## [Written task]
Extract the listing below in full, unchanged.

------------------------

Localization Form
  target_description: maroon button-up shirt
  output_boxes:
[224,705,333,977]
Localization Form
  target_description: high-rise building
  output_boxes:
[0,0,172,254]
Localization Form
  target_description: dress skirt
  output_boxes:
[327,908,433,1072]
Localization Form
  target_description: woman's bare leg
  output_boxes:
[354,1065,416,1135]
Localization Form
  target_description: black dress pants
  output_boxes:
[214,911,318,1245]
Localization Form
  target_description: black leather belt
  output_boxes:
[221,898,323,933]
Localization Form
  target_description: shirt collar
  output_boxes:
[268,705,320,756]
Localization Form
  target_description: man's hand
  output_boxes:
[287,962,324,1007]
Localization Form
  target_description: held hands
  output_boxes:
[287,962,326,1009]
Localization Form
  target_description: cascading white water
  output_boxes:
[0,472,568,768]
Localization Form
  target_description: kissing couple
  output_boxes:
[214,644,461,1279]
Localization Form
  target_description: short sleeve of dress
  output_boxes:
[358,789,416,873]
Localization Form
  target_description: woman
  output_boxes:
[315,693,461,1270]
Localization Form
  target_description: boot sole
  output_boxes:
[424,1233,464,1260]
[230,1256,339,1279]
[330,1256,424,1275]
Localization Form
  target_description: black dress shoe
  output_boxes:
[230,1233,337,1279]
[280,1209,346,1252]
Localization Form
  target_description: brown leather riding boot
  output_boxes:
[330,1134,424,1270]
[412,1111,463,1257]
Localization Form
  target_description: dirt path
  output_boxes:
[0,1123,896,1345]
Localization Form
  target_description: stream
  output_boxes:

------------------------

## [Task output]
Localization Form
  target_description: maroon button-up shirt
  output_boxes:
[224,705,333,977]
Localization Form
  target_description: high-rise building
  output_boxes:
[0,0,172,254]
Localization Form
  target_description: dress skirt
  output_boxes:
[327,908,433,1072]
Localization Form
  target_description: woman's bare leg
  output_boxes:
[354,1065,416,1135]
Localization Form
  target_description: black dress pants
  output_boxes:
[214,911,318,1245]
Localization Form
  target_description: black leather belt
  output_boxes:
[221,898,323,933]
Localization Form
  target_description: shirt collar
  output_boxes:
[268,705,320,756]
Localization Form
  target_description: man's hand
  output_boxes:
[287,962,324,1007]
Localization Form
  target_description: held hands
  output_boxes:
[287,962,326,1009]
Localization Form
  target_description: cascading white water
  output_boxes:
[0,472,568,768]
Localization Form
  target_description: kissing couple
  output_boxes:
[214,644,461,1279]
Localization Form
  target_description: short sleeve of dress
  output_boxes:
[358,789,416,873]
Localization Form
  target_description: woman
  output_boxes:
[315,693,461,1270]
Localization Form
  target_description: boot sole
  output_boxes:
[424,1233,464,1260]
[230,1256,339,1279]
[330,1256,424,1275]
Localization Form
  target_description: black dress shoe
  output_boxes:
[230,1233,337,1279]
[280,1209,346,1252]
Localization Form
  target_description: brown leather riding boot
  output_boxes:
[330,1134,424,1270]
[412,1111,463,1257]
Localization Form
  target_description: dirt path
  output_boxes:
[0,1123,896,1345]
Localization Form
  target_description: stream
  output_boxes:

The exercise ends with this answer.